**原文节选:**
= = =
Add phi kernel fp8_fp8_half_gemm_fused #64955

Wangzheee · 2024-06-06T06:46:20Z

PR Category

Performance Optimization

PR Types

New features

Description

pcard-71500

Add api, phi_kernel of fp8_fp8_half_gemm_fused, can fuse gemm+bias+scale+act (cuBLASLt: Global search optimization)

paddle-bot · 2024-06-06T06:46:25Z

你的PR提交成功，感谢你对开源项目的贡献!
请关注后续CI自动化测试结果，详情请参考Paddle-CI手册。
Your PR has been submitted. Thanks for your contribution!
Please wait for the result of CI firstly. See Paddle CI Manual for details.
= = =
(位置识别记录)
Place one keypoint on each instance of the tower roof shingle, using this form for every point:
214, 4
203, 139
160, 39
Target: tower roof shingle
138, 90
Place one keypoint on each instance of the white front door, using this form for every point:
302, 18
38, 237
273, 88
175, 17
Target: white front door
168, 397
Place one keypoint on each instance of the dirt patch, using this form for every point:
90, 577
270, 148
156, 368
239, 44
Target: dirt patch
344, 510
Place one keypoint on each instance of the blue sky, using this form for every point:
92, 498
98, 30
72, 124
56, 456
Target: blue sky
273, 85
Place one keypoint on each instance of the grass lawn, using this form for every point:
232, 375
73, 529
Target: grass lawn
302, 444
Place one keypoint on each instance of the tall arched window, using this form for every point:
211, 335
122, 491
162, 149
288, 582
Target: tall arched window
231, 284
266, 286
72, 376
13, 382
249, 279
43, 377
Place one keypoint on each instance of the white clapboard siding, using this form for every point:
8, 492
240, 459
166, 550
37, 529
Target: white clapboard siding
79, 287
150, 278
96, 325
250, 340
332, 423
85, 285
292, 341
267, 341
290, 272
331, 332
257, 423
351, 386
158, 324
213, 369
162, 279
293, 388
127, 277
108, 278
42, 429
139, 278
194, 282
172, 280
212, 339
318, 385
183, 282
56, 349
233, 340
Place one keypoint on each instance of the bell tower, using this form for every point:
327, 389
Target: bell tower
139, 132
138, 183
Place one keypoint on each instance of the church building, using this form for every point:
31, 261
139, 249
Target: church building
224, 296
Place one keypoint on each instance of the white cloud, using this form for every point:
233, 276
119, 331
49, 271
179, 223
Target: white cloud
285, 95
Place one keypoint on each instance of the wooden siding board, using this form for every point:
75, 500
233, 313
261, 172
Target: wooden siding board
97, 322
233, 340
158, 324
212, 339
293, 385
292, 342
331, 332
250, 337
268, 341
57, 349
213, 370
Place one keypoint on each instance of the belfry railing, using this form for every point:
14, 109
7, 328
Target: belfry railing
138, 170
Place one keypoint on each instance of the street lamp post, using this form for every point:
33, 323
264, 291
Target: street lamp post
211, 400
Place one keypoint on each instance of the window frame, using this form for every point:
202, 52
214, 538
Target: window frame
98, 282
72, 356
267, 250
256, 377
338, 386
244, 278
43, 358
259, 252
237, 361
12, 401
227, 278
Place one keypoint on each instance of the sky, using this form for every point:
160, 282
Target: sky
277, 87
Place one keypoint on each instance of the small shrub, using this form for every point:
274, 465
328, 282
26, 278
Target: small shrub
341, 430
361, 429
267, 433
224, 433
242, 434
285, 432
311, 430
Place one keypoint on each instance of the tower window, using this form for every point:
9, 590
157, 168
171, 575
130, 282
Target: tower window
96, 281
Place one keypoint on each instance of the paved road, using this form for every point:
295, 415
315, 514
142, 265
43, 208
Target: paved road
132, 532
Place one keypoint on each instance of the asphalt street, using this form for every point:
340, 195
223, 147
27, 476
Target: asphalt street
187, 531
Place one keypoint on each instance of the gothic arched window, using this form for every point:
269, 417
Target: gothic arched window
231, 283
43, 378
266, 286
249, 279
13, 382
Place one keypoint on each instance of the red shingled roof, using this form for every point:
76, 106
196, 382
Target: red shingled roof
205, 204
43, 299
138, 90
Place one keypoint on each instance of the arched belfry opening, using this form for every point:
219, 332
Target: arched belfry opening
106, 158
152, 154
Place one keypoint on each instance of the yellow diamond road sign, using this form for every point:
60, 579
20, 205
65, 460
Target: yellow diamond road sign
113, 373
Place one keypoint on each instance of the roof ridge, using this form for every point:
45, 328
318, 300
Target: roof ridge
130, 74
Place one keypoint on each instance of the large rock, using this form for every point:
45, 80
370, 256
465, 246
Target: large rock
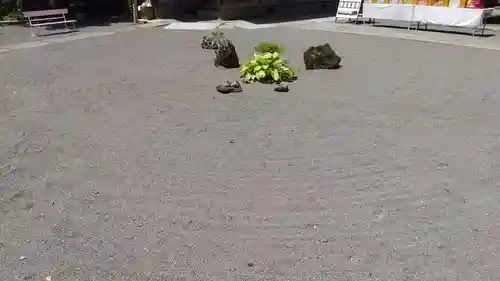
225, 55
321, 57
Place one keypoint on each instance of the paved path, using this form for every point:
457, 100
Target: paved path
119, 166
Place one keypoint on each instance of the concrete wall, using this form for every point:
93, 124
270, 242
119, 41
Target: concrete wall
243, 9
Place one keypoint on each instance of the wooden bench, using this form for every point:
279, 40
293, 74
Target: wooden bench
46, 18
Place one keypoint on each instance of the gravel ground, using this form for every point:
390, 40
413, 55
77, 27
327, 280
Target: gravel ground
119, 161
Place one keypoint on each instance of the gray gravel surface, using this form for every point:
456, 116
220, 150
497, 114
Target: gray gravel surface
120, 161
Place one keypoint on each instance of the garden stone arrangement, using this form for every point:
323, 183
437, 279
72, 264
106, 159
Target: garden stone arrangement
267, 66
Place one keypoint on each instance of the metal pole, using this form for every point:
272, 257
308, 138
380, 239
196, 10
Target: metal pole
134, 11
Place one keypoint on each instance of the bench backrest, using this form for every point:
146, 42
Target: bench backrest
45, 13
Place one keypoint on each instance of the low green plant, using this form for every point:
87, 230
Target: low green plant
267, 68
266, 47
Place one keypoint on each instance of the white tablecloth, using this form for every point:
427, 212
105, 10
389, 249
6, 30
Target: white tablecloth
388, 11
460, 17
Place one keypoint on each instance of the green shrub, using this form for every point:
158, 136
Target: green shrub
267, 68
266, 47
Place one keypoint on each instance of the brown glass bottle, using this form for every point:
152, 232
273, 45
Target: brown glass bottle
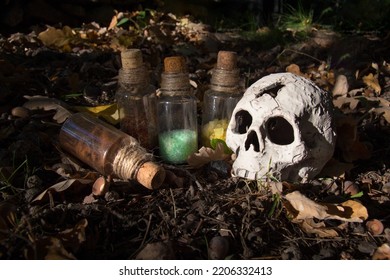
222, 97
136, 99
109, 150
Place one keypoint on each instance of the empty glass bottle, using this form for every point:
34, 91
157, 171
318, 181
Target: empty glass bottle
177, 114
136, 99
219, 101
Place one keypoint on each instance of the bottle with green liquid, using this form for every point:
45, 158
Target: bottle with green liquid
221, 98
177, 114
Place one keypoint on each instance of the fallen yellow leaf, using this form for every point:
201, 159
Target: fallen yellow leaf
300, 208
107, 112
372, 81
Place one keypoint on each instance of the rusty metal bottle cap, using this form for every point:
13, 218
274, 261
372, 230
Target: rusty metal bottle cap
175, 64
131, 58
226, 60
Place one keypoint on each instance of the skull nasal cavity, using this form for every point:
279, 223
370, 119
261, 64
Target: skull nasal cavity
280, 131
252, 140
243, 121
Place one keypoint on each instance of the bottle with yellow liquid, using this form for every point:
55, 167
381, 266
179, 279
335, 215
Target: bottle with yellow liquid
219, 101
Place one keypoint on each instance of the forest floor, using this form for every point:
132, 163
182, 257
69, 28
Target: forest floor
48, 211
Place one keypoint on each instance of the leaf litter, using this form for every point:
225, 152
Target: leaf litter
53, 207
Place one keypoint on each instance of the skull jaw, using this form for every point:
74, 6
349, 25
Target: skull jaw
293, 165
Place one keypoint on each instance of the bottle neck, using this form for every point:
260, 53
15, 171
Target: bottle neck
175, 84
133, 76
225, 80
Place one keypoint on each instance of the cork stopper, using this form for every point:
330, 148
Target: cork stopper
151, 175
226, 60
131, 58
175, 64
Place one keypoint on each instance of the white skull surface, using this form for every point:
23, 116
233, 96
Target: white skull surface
282, 127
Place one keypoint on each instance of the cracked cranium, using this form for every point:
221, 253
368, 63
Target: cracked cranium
282, 127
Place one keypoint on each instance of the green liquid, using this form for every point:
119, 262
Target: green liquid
177, 145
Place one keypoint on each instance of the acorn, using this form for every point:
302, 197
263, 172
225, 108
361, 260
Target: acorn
350, 188
218, 248
375, 227
100, 186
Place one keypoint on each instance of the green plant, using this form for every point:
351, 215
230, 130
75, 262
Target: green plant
297, 20
6, 180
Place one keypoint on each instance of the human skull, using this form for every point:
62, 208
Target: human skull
281, 127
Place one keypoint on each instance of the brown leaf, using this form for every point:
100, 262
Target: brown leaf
335, 168
48, 248
348, 140
293, 68
372, 81
346, 102
7, 218
113, 22
45, 103
384, 112
73, 237
319, 229
70, 187
206, 155
341, 86
382, 252
53, 37
300, 207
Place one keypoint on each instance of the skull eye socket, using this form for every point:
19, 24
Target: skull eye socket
279, 131
243, 122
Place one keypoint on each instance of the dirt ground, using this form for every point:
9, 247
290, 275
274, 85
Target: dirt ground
48, 211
= = =
**任务目标 A:**
根据新增 fp8_fp8_half_gemm_fused 算子的 PR 页面回答：
(i) 该 PR 的 PR Category 填的是什么？
(ii) 按 Description 所述，该算子可以融合哪几种运算？
(iii) paddle-bot 提醒提交者先等待什么？
**任务目标 B:** 将新增 fp8_fp8_half_gemm_fused 算子的 PR 页面中从“请关注后续CI自动化测试结果，详情请参考Paddle-CI手册。”起、到“Manual for details.”为止（含该处）的内容，一字不差地复述出来。
**任务目标 C:** 接着写这份关于新增 fp8_fp8_half_gemm_fused 算子的 PR 页面，从其最后一句之后续写下去。

**参考答案 A:**
(i) Performance Optimization
(ii) gemm、bias、scale 和 act（gemm+bias+scale+act）
(iii) CI 自动化测试的结果

**参考答案 B:**
请关注后续CI自动化测试结果，详情请参考Paddle-CI手册。
Your PR has been submitted. Thanks for your contribution!
Please wait for the result of CI firstly. See Paddle CI Manual for details.

**参考答案 C:**
vivienfanghuagood · 2024-06-06T06:52:16Z

paddle/phi/kernels/fusion/fp8_gemm/fp8_gemm_with_cublasLt/cublaslt_gemm.h

+      cudaGetDevice(&dev);
+      if (dev == 0) {
+        std::ofstream outfile;
+        outfile.open(config_filename_, std::ios::out | std::ios::trunc);


创建文件的方式可以再优化～

看起来放在析构还是合适的，整体功能后续后迁出，做成一个工具api

Wangzheee · 2024-06-19T09:11:13Z

paddle/phi/kernels/fusion/fp8_gemm/fp8_gemm_with_cublasLt/cublaslt_gemm.h

+    infile.close();
+  }
+
+  std::string config_filename_{"/tmp/paddle_cublaslt_cache"};


可配置参数，默认值是当前文件夹

ming1753 · 2024-06-19T09:25:43Z

paddle/phi/kernels/fusion/fp8_gemm/fp8_gemm_with_cublasLt/cublaslt_gemm.h

+    return &algo_in_map;
+  }
+
+  ~CublasLtAlgoCache() {


shape_range_info在析构时候将信息序列化到磁盘，可以参考https://github.com/PaddlePaddle/Paddle/blob/develop/paddle/fluid/inference/api/analysis_predictor.cc#L3196

CLAassistant · 2024-06-20T11:22:37Z

All committers have signed the CLA.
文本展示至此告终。